→ PARTES DEL EJERCICIO:
- 1) Contesta estas preguntas sobre el fragmento del documento:
(a) ¿Dónde sembró el hombre el grano de mostaza?
(b) ¿Con cuántas medidas de harina mezcló la mujer la levadura?
(c) ¿Qué mantiene encendido el fuego del horno?
- 2) Según el fragmento del documento, ¿por qué hemos de vernos como una pequeña levadura? Explícalo en una a tres oraciones.
- 3) Retoma la meditación sobre la levadura y el pan y continúala a partir de su última oración.

→ FRAGMENTO DEL DOCUMENTO:
+++

"Hago todos los días mi "ratito" de oración: ¡si no fuera por eso!" (Camino, 106)

31 de julio de 2023

El mundo entero es altar para nosotros


 Evangelio (Mt 13, 31-35)


Les propuso otra parábola:

—El Reino de los Cielos es como un grano de mostaza que tomó un hombre y lo sembró en su campo; es, sin duda, la más pequeña de todas las semillas, pero cuando ha crecido es la mayor de las hortalizas, y llega a hacerse como un árbol, hasta el punto de que los pájaros del cielo acuden a anidar en sus ramas.


Les dijo otra parábola:

—El Reino de los Cielos es como la levadura que tomó una mujer y la mezcló con tres medidas de harina, hasta que fermentó todo.


Todas estas cosas habló Jesús a las multitudes con parábolas y no les solía hablar nada sin parábolas, para que se cumpliese lo dicho por medio del Profeta:


Abriré mi boca con parábolas,

proclamaré las cosas que estaban ocultas

desde la creación del mundo.



PARA TU RATO DE ORACION 


Nosotros queremos seguir al Señor, y deseamos difundir su Palabra. Humanamente hablando, es lógico que nos preguntemos también: pero, ¿qué somos, para tanta gente? En comparación con el número de habitantes de la tierra, aunque nos contemos por millones, somos pocos. Por eso, nos hemos de ver como una pequeña levadura que está preparada y dispuesta para hacer el bien a la humanidad entera, recordando las palabras del Apóstol: un poco de levadura fermenta toda la masa, la transforma. Necesitamos aprender a ser ese fermento, esa levadura, para modificar y transformar la multitud.


¿Acaso el fermento es naturalmente mejor que la masa? No. Pero la levadura es el medio para que la masa se elabore, convirtiéndose en alimento comestible y sano.


Pensad, aunque sea a grandes rasgos, en la acción eficaz del fermento, que sirve para confeccionar el pan, sustento base, sencillo, al alcance de todos. En tantos sitios —quizá lo habéis presenciado— la preparación de la hornada es una verdadera ceremonia, que obtiene un producto estupendo, sabroso, que entra por los ojos.


Escogen harina buena; si pueden, de la mejor clase. Trabajan la masa en la artesa, para mezclarla con el fermento, en una larga y paciente labor. Después, un tiempo de reposo, imprescindible para que la levadura complete su misión, hinchando la pasta.


Mientras tanto, arde el fuego del horno, animado por la leña que se consume. Y esa masa, metida al calor de la lumbre, proporciona ese pan tierno, esponjoso, de gran calidad. Un resultado imposible de alcanzar sin la intervención de la levadura —poca cantidad—, que se ha diluido, desapareciendo entre los demás elementos en una labor eficiente, que pasa inadvertida.

+++

→ DATOS MOSTRADOS:

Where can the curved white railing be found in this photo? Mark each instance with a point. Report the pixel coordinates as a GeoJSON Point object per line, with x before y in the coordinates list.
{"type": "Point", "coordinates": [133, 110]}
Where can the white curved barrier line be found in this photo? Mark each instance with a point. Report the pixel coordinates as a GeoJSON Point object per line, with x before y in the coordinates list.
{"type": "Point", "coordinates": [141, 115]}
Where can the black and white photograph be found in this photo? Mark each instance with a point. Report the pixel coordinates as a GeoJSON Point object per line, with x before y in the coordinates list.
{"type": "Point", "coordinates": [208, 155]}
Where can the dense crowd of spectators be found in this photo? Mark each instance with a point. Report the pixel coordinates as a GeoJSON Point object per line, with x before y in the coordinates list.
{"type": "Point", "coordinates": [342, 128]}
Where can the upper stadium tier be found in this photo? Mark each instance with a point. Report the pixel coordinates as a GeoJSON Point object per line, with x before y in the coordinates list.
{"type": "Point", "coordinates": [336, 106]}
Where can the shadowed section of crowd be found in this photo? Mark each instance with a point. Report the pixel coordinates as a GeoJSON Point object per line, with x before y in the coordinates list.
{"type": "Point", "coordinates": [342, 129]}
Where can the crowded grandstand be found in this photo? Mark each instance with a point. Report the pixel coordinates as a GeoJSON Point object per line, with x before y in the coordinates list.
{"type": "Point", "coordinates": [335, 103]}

+++

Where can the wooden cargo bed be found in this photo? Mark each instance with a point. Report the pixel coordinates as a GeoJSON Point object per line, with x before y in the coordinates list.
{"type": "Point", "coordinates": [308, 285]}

+++

→ TUS RESPUESTAS ESCRITAS:
- 1)
(a) En su campo.
(b) Con tres medidas de harina.
(c) La leña que se consume.

- 2) Porque, en comparación con el número de habitantes de la tierra, somos pocos, aunque nos contemos por millones. Además, como recuerdan las palabras del Apóstol, un poco de levadura fermenta toda la masa y la transforma. Por eso podemos estar preparados y dispuestos para hacer el bien a la humanidad entera.

- 3)
El trabajo, con sus objetos y sus rutinas, era quizá la realidad que mejor conocían quienes escuchaban a Jesús. Por eso en su predicación aparece con tanta frecuencia y desde tantos ángulos diversos. Ahí está el sembrador que arroja la semilla en el campo, el negociante que busca perlas finas, el pescador que lanza la red en el mar... Un día, para explicar algo tan importante como el modo en que Dios obra en el mundo, Jesús se fija en una de las tareas más ancestrales: la de elaborar el pan. «¿A qué compararé el reino de Dios? Es semejante al fermento que una mujer toma y echa en tres medidas de harina hasta que fermenta toda» (Lc 13,20). Así se desarrolla el Reino de Dios en la historia: codo a codo con nosotros, al compás de nuestro trabajo cotidiano, fermento que se inserta en el trabajo de Dios y que transforma el mundo desde dentro. Como dirá Jesús en otra ocasión, «mi Padre no deja de trabajar, y yo también trabajo» (Jn 5,17).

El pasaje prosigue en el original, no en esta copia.